Provided passage >>
Come visit us. The only place you can COMPARE fares from 134 different travel sites at once, including 48 low-cost carriers. We can, they can't. Mobissimo.com — the ultimate travel search engine.
 

 
 
NONFICTION
The Lost Painting: The Quest
for a Caravaggio Masterpiece

by Jonathan Harr

Published: October 2005
Pages: 271
Publisher: Random House

Links:
Caravaggio bio

New York Times review

Reader's Circle interview

WNYC interview

Synopsis
An extraordinary account of the rediscovery of one of the art world's Holy Grails, by the author of the bestselling A Civil Action.

Review
In the spring of 1993, a headline in an Italian newspaper sent shockwaves through the art world: "A Lost Caravaggio Returns." "The Taking of Christ" — known for centuries only from meticulous copies suggesting an original masterpiece — had been discovered hanging in the dank parlor of a Jesuit residence in Dublin, attributed to a second-rate Dutch Caravaggisti named Gerard van Honthorst. The precious number of extant Caravaggios — between 60 and 80 (with some pending authentication) — grew by one; art lovers rejoiced.

The headline might as well have been about the artist himself. History hasn't always been kind to Michelangelo Merisi da Caravaggio, the most famous Italian painter of his time: defamed as vulgar by Ruskin and the Victorians, he and his Baroque contemporaries were all but forgotten by the turn of the 20th century. But in the wake of modernism came a reappraisal of his harsh chiaroscuro and dark, desperate subjects. Almost 400 years after his death, Caravaggio has finally ascended into the canon, revered by the establishment and trendsters alike.

Problems to work on >>
A. Please return the book page text starting at "New York Times" and ending at "A Civil Action.".
B. Condense the book page paragraph beginning "The headline might as well have been about the artist himself" into a shorter version that keeps its main facts.
C. According to the book page, where was "The Taking of Christ" found hanging?
The records have no connection to the book page.

Information provided >>
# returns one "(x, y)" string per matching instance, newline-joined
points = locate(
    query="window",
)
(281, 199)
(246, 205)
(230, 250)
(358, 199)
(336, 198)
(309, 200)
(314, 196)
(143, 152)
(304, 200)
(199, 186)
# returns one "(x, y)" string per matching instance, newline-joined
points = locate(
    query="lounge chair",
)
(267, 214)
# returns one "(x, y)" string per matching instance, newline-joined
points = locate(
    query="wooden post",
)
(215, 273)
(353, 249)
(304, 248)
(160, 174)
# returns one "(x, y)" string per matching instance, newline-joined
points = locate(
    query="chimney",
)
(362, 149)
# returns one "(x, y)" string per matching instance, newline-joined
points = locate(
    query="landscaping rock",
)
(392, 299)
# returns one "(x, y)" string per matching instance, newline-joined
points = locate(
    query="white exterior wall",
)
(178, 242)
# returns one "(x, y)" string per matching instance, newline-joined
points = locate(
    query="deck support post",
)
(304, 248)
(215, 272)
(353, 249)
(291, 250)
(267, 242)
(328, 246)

Solutions to the tasks >>
A.
New York Times review

Reader's Circle interview

WNYC interview

Synopsis
An extraordinary account of the rediscovery of one of the art world's Holy Grails, by the author of the bestselling A Civil Action.

B. Caravaggio, the most famous Italian painter of his time, was defamed as vulgar by Ruskin and the Victorians. By the turn of the 20th century he and his Baroque contemporaries were all but forgotten. Modernism brought a reappraisal of his harsh chiaroscuro and dark, desperate subjects. Almost 400 years after his death, he has entered the canon and is revered by both the establishment and trendsters.

C. In the dank parlor of a Jesuit residence in Dublin.